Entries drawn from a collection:
====================

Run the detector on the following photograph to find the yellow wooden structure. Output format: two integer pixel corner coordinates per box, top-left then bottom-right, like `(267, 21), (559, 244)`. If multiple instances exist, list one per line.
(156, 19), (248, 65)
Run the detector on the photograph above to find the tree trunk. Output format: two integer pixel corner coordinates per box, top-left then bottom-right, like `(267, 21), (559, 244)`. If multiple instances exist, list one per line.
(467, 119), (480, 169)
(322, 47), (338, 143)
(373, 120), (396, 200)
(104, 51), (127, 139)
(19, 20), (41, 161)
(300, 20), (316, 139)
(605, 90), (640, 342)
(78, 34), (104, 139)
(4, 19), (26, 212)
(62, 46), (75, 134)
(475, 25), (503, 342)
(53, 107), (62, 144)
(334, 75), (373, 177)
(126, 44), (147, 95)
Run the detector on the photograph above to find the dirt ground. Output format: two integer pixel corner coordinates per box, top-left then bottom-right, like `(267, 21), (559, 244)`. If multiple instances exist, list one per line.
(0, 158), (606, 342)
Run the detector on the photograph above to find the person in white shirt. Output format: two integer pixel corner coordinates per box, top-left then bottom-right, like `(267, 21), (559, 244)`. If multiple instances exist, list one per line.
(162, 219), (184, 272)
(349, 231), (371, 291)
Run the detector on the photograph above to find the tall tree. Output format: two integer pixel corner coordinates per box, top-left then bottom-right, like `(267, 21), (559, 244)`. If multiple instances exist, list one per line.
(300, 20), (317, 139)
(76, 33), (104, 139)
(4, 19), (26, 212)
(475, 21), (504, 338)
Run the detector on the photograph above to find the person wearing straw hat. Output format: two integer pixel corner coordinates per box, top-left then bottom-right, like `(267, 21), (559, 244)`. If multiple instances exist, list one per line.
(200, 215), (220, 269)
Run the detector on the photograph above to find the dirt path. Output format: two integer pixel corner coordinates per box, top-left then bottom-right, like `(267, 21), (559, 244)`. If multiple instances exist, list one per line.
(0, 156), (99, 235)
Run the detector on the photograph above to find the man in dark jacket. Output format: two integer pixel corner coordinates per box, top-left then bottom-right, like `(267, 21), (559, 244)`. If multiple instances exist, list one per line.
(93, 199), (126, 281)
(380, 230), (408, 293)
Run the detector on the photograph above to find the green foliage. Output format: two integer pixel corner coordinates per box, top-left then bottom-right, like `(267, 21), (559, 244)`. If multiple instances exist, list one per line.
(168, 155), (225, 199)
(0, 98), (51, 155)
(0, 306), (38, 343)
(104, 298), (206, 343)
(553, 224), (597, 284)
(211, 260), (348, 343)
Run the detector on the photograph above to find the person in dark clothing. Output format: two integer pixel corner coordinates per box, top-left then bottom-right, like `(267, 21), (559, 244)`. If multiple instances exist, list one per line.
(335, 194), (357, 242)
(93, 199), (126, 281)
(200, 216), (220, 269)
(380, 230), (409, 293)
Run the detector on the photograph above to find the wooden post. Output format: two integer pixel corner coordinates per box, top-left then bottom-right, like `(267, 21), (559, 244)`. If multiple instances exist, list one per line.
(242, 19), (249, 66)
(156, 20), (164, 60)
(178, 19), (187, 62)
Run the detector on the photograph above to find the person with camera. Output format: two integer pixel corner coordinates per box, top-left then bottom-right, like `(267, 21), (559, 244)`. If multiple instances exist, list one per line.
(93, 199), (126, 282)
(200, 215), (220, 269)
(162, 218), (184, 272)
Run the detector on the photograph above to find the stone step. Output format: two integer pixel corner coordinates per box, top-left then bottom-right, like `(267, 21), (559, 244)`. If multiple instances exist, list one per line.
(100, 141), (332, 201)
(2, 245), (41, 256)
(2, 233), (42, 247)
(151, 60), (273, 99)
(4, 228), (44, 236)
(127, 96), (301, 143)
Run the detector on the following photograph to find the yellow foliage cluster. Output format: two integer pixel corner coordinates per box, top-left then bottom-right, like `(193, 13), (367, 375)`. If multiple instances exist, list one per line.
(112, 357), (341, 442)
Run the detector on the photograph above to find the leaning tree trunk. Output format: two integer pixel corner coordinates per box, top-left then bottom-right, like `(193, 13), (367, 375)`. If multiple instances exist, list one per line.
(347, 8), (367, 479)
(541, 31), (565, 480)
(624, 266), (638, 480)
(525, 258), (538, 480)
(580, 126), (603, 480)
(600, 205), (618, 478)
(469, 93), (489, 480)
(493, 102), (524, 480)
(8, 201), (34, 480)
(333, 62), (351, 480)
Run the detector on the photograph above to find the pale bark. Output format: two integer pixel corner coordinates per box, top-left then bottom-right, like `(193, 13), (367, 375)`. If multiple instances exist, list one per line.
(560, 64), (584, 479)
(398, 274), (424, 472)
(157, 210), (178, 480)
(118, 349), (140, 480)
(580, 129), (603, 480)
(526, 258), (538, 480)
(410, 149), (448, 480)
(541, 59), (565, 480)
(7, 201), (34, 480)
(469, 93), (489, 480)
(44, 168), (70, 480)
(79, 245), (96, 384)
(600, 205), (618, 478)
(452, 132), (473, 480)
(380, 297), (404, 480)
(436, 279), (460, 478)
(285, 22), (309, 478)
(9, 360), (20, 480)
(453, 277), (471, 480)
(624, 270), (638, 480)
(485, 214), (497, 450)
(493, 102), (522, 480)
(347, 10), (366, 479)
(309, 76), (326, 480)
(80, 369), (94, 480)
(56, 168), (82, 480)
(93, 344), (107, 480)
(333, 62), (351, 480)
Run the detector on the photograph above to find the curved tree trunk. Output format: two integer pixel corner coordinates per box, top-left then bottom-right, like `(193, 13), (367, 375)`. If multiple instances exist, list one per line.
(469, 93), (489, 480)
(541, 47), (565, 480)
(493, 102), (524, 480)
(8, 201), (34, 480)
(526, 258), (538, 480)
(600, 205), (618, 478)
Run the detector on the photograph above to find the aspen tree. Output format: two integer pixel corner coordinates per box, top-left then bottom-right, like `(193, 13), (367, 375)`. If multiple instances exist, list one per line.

====================

### Written problem
Set out all of the records above as a numbered list, leaving out any blank lines.

### Result of this task
1. Run the detector on the following photograph to find the yellow wooden structure. Output format: two integer pixel corner coordinates per box, top-left then bottom-right, like `(267, 21), (559, 244)`. If multiple instances exist, list one per line.
2. (156, 19), (248, 65)
3. Run the detector on the photograph above to find the tree trunk. Output format: two integer pixel corner coordinates per box, top-left then bottom-right, like `(267, 21), (559, 244)`. If multiple instances exist, list one per line.
4. (467, 119), (480, 169)
5. (322, 47), (338, 143)
6. (373, 120), (396, 200)
7. (104, 51), (127, 139)
8. (19, 20), (41, 161)
9. (300, 20), (316, 139)
10. (605, 90), (640, 342)
11. (78, 34), (104, 139)
12. (4, 19), (26, 212)
13. (62, 46), (75, 134)
14. (475, 25), (503, 342)
15. (53, 107), (62, 144)
16. (334, 75), (373, 177)
17. (126, 44), (147, 95)
18. Run the detector on the photograph above to find the dirt ground. Output format: two integer pixel corner coordinates per box, top-left then bottom-right, like `(267, 21), (559, 244)`. If multiple instances exist, list one per line.
19. (0, 158), (606, 342)
20. Run the detector on the photograph above to find the person in white shirt. Output format: two integer pixel corner coordinates per box, top-left then bottom-right, like `(267, 21), (559, 244)`. If multiple instances exist, list one per line.
21. (162, 219), (184, 272)
22. (349, 231), (371, 291)
23. Run the detector on the photograph above to find the tall tree. Output format: two integer pixel corner coordinates per box, top-left then bottom-right, like `(267, 21), (559, 244)`. If multiple instances exist, list one per line.
24. (300, 20), (317, 139)
25. (76, 33), (104, 139)
26. (4, 19), (26, 212)
27. (475, 21), (504, 338)
28. Run the detector on the photograph above to find the person wearing straw hat. Output format: two integer pixel corner coordinates per box, top-left then bottom-right, like `(267, 21), (559, 244)`. If multiple instances exist, list one per line.
29. (200, 215), (220, 269)
30. Run the detector on the photograph above to find the dirt path. Output format: two integer pixel corner coordinates per box, top-left then bottom-right, like `(267, 21), (559, 244)`. If multiple instances exist, list one per line.
31. (0, 156), (99, 235)
32. Run the detector on the photograph above to find the man in dark jacket. Output format: two integer pixel corner coordinates per box, top-left then bottom-right, like `(267, 21), (559, 244)`. If multiple instances exist, list one per line.
33. (93, 199), (126, 281)
34. (380, 230), (408, 293)
35. Run the detector on the photograph above to find the green foliage. Output format: two integer pixel corner coordinates per box, top-left then bottom-right, like `(267, 21), (559, 244)`. If multiple instances exist, list one per line.
36. (168, 155), (225, 199)
37. (0, 98), (51, 155)
38. (0, 306), (38, 343)
39. (104, 298), (206, 343)
40. (553, 224), (597, 284)
41. (211, 260), (348, 343)
42. Run the detector on the photograph above to find the person in dark clothing. Output format: two integer pixel corner coordinates per box, top-left then bottom-right, like `(267, 21), (559, 244)`. If multiple instances exist, list one per line.
43. (335, 194), (357, 242)
44. (93, 199), (126, 281)
45. (200, 216), (220, 269)
46. (380, 230), (409, 293)
47. Run the detector on the photograph above to find the wooden post. Output format: two integer pixel corner coordinates per box, top-left then bottom-right, like `(267, 21), (559, 244)`. If multiple instances exist, list one per line.
48. (242, 19), (249, 66)
49. (156, 20), (164, 60)
50. (178, 19), (187, 62)
51. Run the detector on the photograph above to find the person with camera. Output format: two integer pixel corner coordinates per box, top-left then bottom-right, like `(267, 21), (559, 244)`. If multiple instances exist, list one per line.
52. (93, 199), (126, 282)
53. (200, 215), (220, 269)
54. (162, 218), (184, 272)
55. Run the detector on the photograph above to find the stone step. Output format: two integer pixel corner coordinates per box, top-left then bottom-right, like `(267, 21), (559, 244)`. If multiple instances exist, list one per line.
56. (100, 141), (332, 201)
57. (2, 245), (41, 256)
58. (2, 233), (42, 247)
59. (151, 60), (273, 99)
60. (4, 228), (44, 236)
61. (127, 96), (301, 143)
62. Run the detector on the following photograph to find the yellow foliage cluster. Output format: two integer pixel corner coordinates per box, top-left then bottom-right, like `(193, 13), (367, 375)`. If multiple instances exist, list one per line.
63. (112, 357), (341, 442)
64. Run the detector on the photograph above to find the leaning tree trunk. Output format: two integer pixel corner coordinates per box, top-left then bottom-right, like `(193, 13), (367, 375)`. If multiple instances exist, list one per line.
65. (347, 8), (367, 479)
66. (541, 31), (565, 480)
67. (624, 266), (638, 480)
68. (525, 258), (538, 480)
69. (580, 126), (603, 480)
70. (600, 205), (618, 478)
71. (469, 93), (489, 480)
72. (493, 102), (524, 480)
73. (8, 201), (34, 480)
74. (333, 62), (351, 480)
75. Run the detector on the photograph above to find the pale bark. Output format: two integer pixel corner coordinates per box, top-left then bottom-right, like `(193, 13), (367, 375)`. If multiple instances exist, list one per line.
76. (560, 64), (584, 479)
77. (398, 274), (424, 472)
78. (157, 210), (178, 480)
79. (118, 349), (140, 480)
80. (580, 129), (603, 480)
81. (526, 258), (538, 480)
82. (410, 149), (448, 480)
83. (541, 59), (565, 480)
84. (7, 201), (34, 480)
85. (469, 93), (489, 480)
86. (44, 168), (70, 480)
87. (79, 245), (96, 384)
88. (600, 205), (618, 478)
89. (452, 132), (473, 480)
90. (380, 297), (404, 480)
91. (436, 279), (460, 478)
92. (285, 22), (309, 478)
93. (9, 360), (20, 480)
94. (453, 277), (471, 480)
95. (624, 270), (638, 480)
96. (485, 214), (497, 450)
97. (493, 102), (522, 480)
98. (347, 10), (366, 479)
99. (309, 76), (326, 480)
100. (80, 369), (94, 480)
101. (56, 168), (82, 480)
102. (93, 344), (107, 480)
103. (333, 62), (351, 480)
104. Run the detector on the photograph above to find the curved tree trunk. Output format: two integer pixel corner coordinates per box, top-left then bottom-right, like `(193, 13), (367, 375)`. If multiple instances exist, list one per line.
105. (469, 93), (489, 480)
106. (541, 47), (565, 480)
107. (493, 102), (524, 480)
108. (8, 201), (34, 480)
109. (526, 258), (538, 480)
110. (600, 205), (618, 478)
111. Run the detector on the photograph above to find the aspen tree. Output format: two integer pixel corner coordinates per box, top-left then bottom-right, like `(193, 13), (367, 375)`. If multiple instances exist, list one per line.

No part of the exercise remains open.